Start of Dataset records
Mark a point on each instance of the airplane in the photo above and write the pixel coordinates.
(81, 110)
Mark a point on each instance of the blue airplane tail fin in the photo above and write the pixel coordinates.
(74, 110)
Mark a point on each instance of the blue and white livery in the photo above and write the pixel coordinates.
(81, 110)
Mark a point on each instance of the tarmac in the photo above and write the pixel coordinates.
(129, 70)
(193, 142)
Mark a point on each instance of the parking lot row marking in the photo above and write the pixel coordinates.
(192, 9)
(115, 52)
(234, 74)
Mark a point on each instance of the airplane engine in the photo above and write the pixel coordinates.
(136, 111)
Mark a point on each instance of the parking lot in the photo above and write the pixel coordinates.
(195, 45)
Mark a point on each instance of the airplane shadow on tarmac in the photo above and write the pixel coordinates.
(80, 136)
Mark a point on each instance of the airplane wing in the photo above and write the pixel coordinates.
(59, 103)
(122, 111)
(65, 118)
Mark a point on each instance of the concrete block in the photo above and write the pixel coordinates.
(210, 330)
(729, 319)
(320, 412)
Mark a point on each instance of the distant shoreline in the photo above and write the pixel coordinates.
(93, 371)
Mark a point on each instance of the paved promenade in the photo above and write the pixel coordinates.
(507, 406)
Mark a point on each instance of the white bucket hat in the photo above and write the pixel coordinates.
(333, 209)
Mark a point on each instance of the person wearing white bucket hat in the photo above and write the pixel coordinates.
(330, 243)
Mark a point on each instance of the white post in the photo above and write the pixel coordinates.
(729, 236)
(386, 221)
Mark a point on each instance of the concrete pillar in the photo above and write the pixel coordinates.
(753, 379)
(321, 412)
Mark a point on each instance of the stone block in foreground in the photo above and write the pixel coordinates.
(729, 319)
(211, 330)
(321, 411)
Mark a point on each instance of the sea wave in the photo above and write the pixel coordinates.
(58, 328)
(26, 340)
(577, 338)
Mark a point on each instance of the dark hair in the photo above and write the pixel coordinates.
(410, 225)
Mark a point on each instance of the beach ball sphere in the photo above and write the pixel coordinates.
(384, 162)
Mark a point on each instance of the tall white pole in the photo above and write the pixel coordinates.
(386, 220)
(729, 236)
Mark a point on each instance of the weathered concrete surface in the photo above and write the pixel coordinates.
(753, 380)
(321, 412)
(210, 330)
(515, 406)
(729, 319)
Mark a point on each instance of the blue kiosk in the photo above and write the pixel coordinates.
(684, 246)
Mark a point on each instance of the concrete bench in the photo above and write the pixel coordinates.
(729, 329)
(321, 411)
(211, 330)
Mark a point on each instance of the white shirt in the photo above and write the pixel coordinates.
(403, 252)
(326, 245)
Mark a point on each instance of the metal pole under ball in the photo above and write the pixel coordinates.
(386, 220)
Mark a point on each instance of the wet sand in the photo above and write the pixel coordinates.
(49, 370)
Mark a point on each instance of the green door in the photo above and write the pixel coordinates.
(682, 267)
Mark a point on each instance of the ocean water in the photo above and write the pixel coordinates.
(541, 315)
End of Dataset records
Copy the data. Make sure every line matches exactly.

• [Answer section]
Mark a point on each instance of the airplane in the photo above and write the pixel coordinates.
(81, 110)
Mark a point on each instance of the blue airplane tail fin in the photo above and write the pixel coordinates.
(74, 110)
Mark a point on each instance of the blue and white livery in the photo above and write the pixel coordinates.
(81, 110)
Mark a point on each instance of the tarmac in the photo above and write the pixel coordinates.
(129, 70)
(193, 142)
Mark a point on each instance of the parking lot row marking in the photo above and write the pixel coordinates.
(192, 9)
(115, 52)
(234, 74)
Mark a point on each instance of the airplane engine in the photo above and write the pixel coordinates.
(136, 111)
Mark a point on each instance of the parking lot in the photo above and write the pixel coordinates.
(195, 45)
Mark a point on each instance of the airplane shadow on tarmac in the photo above and write the pixel coordinates.
(80, 136)
Mark a point on each instance of the airplane wing in the photo above and write the pixel coordinates.
(59, 103)
(122, 111)
(65, 118)
Mark a point on each instance of the concrete block in the photo above and write the pixel coordinates.
(210, 330)
(729, 319)
(320, 412)
Mark a point on each instance of the distant shoreline in the photo above and write the pixel coordinates.
(93, 371)
Mark a point on each instance of the paved promenade in the photo above and write the pixel coordinates.
(507, 406)
Mark a point on each instance of the white bucket hat in the photo above and write the pixel coordinates.
(333, 209)
Mark a point on each instance of the person wearing white bucket hat in the photo above and write the pixel coordinates.
(330, 243)
Mark a point on each instance of the white post in the photo above and write the pixel coordinates.
(729, 236)
(386, 221)
Mark a point on each instance of the concrete pillar in the photo above and write the pixel coordinates.
(753, 379)
(321, 412)
Mark a point on each instance of the stone block in foreground in the photo above and write the pixel coordinates.
(729, 319)
(211, 330)
(321, 411)
Mark a point on each instance of the sea wave in the photo above and write the pixel coordinates.
(58, 328)
(26, 340)
(577, 338)
Mark a point on each instance of the dark hair in the photo above and write the pixel coordinates.
(410, 225)
Mark a point on each instance of the beach ball sphere in the photo above and write the pixel coordinates.
(384, 162)
Mark a point on each instance of the tall white pole in the photo above and write the pixel coordinates.
(386, 220)
(729, 236)
Mark a point on each instance of the weathered concrete surface in the photo above and write the pixel coordinates.
(753, 380)
(321, 412)
(210, 330)
(515, 406)
(729, 319)
Mark a point on each instance of the blue kiosk in the photo above and write the pixel coordinates.
(684, 246)
Mark a point on each instance of the concrete bench in the photo above and write the pixel coordinates.
(729, 329)
(321, 411)
(211, 330)
Mark a point on each instance of the white shirt in the photo above and write the pixel coordinates.
(403, 252)
(326, 245)
Mark a point on each instance of the metal pole under ball in the photo above and write the pixel coordinates.
(386, 220)
Mark a point on each instance of the wet sand in the photo above and write the pixel coordinates.
(49, 370)
Mark a point on each instance of the green door in the photo above and write the pixel coordinates.
(682, 267)
Mark a point on each instance of the ocean water in the photo above and write the pixel coordinates.
(541, 315)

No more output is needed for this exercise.